— START OF Data extract —

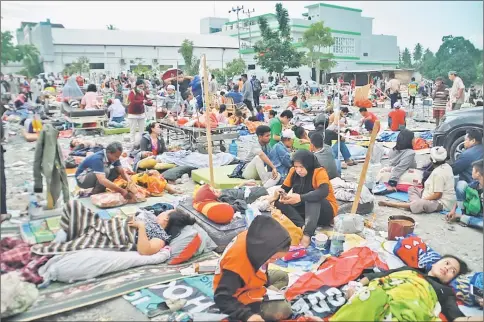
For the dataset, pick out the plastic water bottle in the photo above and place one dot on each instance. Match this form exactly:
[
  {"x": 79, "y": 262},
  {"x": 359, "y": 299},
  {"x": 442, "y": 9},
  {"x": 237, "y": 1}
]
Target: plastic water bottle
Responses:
[{"x": 233, "y": 148}]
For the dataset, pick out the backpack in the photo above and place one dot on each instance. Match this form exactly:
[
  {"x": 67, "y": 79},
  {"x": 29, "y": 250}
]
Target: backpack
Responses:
[
  {"x": 472, "y": 204},
  {"x": 256, "y": 85}
]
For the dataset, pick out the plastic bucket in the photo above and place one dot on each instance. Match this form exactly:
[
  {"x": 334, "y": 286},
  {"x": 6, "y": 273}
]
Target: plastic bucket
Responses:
[{"x": 399, "y": 226}]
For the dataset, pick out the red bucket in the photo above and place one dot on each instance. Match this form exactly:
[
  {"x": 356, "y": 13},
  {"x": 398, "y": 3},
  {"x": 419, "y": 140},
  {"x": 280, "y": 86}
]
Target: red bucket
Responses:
[{"x": 400, "y": 226}]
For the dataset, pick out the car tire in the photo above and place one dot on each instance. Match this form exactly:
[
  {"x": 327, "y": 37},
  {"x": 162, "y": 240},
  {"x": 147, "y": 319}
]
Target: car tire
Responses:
[{"x": 456, "y": 147}]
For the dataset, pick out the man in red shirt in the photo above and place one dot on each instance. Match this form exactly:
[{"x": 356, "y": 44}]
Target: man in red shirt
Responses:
[
  {"x": 396, "y": 118},
  {"x": 368, "y": 119}
]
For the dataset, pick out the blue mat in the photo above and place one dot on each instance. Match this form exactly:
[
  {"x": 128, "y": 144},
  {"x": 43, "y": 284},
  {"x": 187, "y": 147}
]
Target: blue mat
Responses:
[{"x": 400, "y": 196}]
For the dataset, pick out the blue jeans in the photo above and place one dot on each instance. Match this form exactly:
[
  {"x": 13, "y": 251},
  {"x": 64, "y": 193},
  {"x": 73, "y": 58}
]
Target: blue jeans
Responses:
[{"x": 344, "y": 151}]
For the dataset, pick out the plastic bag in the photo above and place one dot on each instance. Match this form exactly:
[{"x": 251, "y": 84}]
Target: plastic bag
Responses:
[{"x": 108, "y": 200}]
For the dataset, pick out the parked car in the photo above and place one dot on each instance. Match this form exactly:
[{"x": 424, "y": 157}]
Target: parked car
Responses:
[{"x": 452, "y": 130}]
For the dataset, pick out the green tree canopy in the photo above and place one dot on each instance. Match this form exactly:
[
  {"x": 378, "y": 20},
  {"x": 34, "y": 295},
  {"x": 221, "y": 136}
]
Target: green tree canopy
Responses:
[
  {"x": 192, "y": 64},
  {"x": 275, "y": 51},
  {"x": 316, "y": 39}
]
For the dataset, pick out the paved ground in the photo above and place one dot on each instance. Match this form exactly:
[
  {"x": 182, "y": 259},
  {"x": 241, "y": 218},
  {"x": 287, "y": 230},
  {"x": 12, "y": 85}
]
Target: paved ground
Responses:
[{"x": 444, "y": 238}]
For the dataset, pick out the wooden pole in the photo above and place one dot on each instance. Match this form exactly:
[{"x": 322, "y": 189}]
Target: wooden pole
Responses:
[
  {"x": 376, "y": 128},
  {"x": 208, "y": 108}
]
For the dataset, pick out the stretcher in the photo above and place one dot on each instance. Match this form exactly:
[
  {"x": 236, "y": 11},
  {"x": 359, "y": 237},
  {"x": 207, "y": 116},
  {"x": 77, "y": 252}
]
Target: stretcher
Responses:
[{"x": 197, "y": 137}]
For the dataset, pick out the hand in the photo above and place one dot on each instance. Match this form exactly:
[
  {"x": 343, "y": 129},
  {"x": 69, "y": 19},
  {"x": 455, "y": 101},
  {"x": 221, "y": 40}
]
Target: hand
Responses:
[
  {"x": 136, "y": 224},
  {"x": 291, "y": 199},
  {"x": 274, "y": 173},
  {"x": 255, "y": 318}
]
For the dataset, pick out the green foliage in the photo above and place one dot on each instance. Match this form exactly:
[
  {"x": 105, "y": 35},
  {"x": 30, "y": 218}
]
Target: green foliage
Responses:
[
  {"x": 417, "y": 53},
  {"x": 192, "y": 64},
  {"x": 30, "y": 60},
  {"x": 455, "y": 53},
  {"x": 316, "y": 39},
  {"x": 406, "y": 58},
  {"x": 10, "y": 52},
  {"x": 275, "y": 51}
]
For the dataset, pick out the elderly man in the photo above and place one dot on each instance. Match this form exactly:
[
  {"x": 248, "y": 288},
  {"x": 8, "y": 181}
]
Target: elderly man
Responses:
[
  {"x": 98, "y": 171},
  {"x": 457, "y": 92}
]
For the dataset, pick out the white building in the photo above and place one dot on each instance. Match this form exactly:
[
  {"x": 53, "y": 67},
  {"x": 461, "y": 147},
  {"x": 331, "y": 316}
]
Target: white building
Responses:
[
  {"x": 355, "y": 48},
  {"x": 113, "y": 51}
]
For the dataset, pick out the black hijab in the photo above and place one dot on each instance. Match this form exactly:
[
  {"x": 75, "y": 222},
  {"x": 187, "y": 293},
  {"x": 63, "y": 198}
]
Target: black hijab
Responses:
[
  {"x": 404, "y": 140},
  {"x": 302, "y": 185}
]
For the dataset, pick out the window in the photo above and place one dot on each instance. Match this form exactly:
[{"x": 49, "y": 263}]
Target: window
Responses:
[
  {"x": 344, "y": 46},
  {"x": 96, "y": 66}
]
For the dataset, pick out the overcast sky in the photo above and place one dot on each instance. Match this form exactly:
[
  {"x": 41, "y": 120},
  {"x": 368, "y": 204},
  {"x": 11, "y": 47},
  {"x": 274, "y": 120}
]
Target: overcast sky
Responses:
[{"x": 411, "y": 21}]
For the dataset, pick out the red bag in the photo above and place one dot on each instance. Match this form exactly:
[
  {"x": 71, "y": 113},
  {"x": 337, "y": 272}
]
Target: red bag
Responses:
[{"x": 337, "y": 271}]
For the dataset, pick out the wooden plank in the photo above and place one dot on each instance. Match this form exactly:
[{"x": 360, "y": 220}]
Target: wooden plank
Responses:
[{"x": 374, "y": 133}]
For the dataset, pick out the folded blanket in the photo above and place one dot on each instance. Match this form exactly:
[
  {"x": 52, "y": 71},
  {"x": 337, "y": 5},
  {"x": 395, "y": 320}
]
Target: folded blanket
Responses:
[{"x": 87, "y": 230}]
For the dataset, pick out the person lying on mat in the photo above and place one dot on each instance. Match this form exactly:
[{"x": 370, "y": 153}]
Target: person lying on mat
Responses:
[
  {"x": 155, "y": 232},
  {"x": 470, "y": 202},
  {"x": 402, "y": 158},
  {"x": 98, "y": 171},
  {"x": 312, "y": 202},
  {"x": 407, "y": 294},
  {"x": 241, "y": 278},
  {"x": 257, "y": 159},
  {"x": 438, "y": 192}
]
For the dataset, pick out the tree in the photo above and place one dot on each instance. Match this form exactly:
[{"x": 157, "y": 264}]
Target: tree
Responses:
[
  {"x": 417, "y": 53},
  {"x": 406, "y": 58},
  {"x": 455, "y": 53},
  {"x": 10, "y": 52},
  {"x": 192, "y": 64},
  {"x": 30, "y": 60},
  {"x": 315, "y": 39},
  {"x": 275, "y": 51}
]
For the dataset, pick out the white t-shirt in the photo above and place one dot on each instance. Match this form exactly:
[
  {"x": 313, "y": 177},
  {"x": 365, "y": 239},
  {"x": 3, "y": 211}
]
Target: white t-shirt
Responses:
[
  {"x": 441, "y": 180},
  {"x": 456, "y": 86}
]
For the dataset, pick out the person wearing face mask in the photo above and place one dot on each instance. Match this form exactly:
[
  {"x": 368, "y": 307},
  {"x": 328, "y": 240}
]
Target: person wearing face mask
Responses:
[
  {"x": 241, "y": 277},
  {"x": 136, "y": 110},
  {"x": 407, "y": 294},
  {"x": 312, "y": 202}
]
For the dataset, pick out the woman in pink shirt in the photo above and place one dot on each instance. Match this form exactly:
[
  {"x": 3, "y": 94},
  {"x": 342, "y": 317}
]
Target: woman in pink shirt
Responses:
[{"x": 89, "y": 100}]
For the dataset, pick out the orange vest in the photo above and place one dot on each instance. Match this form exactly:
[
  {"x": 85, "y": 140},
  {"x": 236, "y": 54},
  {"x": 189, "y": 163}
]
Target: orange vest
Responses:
[{"x": 235, "y": 259}]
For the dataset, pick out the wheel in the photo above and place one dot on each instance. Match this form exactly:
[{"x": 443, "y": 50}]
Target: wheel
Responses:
[{"x": 456, "y": 148}]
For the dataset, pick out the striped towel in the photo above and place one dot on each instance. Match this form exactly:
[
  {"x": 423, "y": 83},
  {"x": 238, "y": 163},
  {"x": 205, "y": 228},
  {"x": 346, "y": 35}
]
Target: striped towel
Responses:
[{"x": 86, "y": 230}]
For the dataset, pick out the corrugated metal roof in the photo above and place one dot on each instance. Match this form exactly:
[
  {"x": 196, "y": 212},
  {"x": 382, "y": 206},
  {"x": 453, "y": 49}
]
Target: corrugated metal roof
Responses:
[{"x": 138, "y": 38}]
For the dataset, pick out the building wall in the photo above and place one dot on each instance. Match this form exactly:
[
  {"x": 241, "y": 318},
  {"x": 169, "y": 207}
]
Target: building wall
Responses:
[{"x": 111, "y": 56}]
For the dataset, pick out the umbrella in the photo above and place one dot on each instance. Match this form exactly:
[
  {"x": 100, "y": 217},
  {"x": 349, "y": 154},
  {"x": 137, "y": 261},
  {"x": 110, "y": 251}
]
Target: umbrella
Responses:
[{"x": 171, "y": 73}]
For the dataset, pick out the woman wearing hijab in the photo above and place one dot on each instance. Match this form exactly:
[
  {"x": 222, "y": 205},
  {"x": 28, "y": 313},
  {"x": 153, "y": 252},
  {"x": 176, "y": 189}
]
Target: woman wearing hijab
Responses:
[
  {"x": 402, "y": 158},
  {"x": 312, "y": 202},
  {"x": 71, "y": 89}
]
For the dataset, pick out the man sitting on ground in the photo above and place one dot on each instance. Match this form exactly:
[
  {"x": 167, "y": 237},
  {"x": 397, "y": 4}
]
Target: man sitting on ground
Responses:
[
  {"x": 368, "y": 119},
  {"x": 324, "y": 154},
  {"x": 98, "y": 171},
  {"x": 396, "y": 118},
  {"x": 257, "y": 159}
]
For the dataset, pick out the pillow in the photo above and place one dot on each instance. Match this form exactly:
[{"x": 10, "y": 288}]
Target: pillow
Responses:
[
  {"x": 219, "y": 212},
  {"x": 164, "y": 166},
  {"x": 414, "y": 252},
  {"x": 147, "y": 163},
  {"x": 411, "y": 177},
  {"x": 185, "y": 245}
]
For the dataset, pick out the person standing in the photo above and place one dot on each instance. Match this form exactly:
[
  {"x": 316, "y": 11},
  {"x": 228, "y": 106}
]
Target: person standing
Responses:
[
  {"x": 394, "y": 88},
  {"x": 412, "y": 92},
  {"x": 457, "y": 91},
  {"x": 136, "y": 110},
  {"x": 247, "y": 93},
  {"x": 257, "y": 88}
]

— END OF Data extract —

→ Requirement
Give back exactly the lines that run from the line with "For the dataset, pick out the umbrella" through the close of the material, counting both ends, and nothing more.

→ Result of the task
For the dataset, pick out the umbrella in the photo above and place one dot on each instance. Match this form exactly:
[
  {"x": 100, "y": 217},
  {"x": 349, "y": 154},
  {"x": 137, "y": 261},
  {"x": 110, "y": 251}
]
Target: umbrella
Responses:
[{"x": 171, "y": 73}]
For the dataset, pick out the woman wearing hijab in the photo above and place one dot on each instance. Match this form exactly:
[
  {"x": 222, "y": 205},
  {"x": 28, "y": 313},
  {"x": 153, "y": 252},
  {"x": 176, "y": 189}
]
Target: woman wearing hijab
Responses:
[
  {"x": 402, "y": 158},
  {"x": 312, "y": 202},
  {"x": 71, "y": 89}
]
For the dataset, pick out the man sitting on ground in the photo above and place one dot on each instance. Match this form exactly:
[
  {"x": 167, "y": 237},
  {"x": 397, "y": 4}
]
Target: man sitting on ground
Responses:
[
  {"x": 368, "y": 119},
  {"x": 324, "y": 154},
  {"x": 98, "y": 171},
  {"x": 396, "y": 118},
  {"x": 257, "y": 159}
]
For the dataset, pick out the pillow in the photo above and place one dot on each instance. Match this form exactly:
[{"x": 10, "y": 288}]
Target: pillow
Responses:
[
  {"x": 219, "y": 212},
  {"x": 164, "y": 166},
  {"x": 414, "y": 252},
  {"x": 147, "y": 163},
  {"x": 411, "y": 177},
  {"x": 185, "y": 245}
]
For the dataset, pick out the person standing in the photo above and place one dot on each instance. Match this form exactly:
[
  {"x": 316, "y": 11},
  {"x": 228, "y": 106}
]
Target: person standing
Responses:
[
  {"x": 394, "y": 88},
  {"x": 412, "y": 92},
  {"x": 457, "y": 91},
  {"x": 136, "y": 110},
  {"x": 247, "y": 93},
  {"x": 257, "y": 88}
]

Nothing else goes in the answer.